### What is required
Report how many lines of the following entries include the string "target"; respond with the number alone.

BEGIN Records supplied

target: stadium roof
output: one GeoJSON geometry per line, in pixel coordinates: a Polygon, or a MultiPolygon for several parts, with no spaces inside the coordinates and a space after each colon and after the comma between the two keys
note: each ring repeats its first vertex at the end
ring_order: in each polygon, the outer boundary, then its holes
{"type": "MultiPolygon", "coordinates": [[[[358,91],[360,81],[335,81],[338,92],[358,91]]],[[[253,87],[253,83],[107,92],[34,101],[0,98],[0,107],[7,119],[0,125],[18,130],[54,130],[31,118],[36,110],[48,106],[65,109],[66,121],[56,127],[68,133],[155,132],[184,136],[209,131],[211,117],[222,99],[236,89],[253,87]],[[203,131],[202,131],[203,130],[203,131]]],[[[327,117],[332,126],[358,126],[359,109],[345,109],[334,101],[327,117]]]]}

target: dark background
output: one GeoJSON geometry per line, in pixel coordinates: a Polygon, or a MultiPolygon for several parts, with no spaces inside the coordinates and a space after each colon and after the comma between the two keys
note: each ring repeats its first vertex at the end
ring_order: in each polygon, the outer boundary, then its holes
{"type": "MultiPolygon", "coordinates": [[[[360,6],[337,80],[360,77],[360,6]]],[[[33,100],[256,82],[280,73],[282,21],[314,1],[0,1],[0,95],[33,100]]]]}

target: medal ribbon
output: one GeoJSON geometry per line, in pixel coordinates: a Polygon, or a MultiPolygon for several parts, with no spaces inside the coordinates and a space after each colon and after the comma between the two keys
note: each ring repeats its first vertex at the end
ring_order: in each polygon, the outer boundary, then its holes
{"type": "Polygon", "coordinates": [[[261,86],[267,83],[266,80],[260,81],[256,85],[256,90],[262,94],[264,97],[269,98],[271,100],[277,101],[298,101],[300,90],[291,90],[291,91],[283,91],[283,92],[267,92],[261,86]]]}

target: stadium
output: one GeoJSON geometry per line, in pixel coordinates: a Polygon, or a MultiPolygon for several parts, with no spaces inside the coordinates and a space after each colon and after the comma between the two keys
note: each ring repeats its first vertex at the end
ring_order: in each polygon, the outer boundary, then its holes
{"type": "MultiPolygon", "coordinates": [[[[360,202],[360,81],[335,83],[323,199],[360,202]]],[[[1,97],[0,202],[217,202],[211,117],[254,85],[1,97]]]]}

END Records supplied

### Answer to this task
4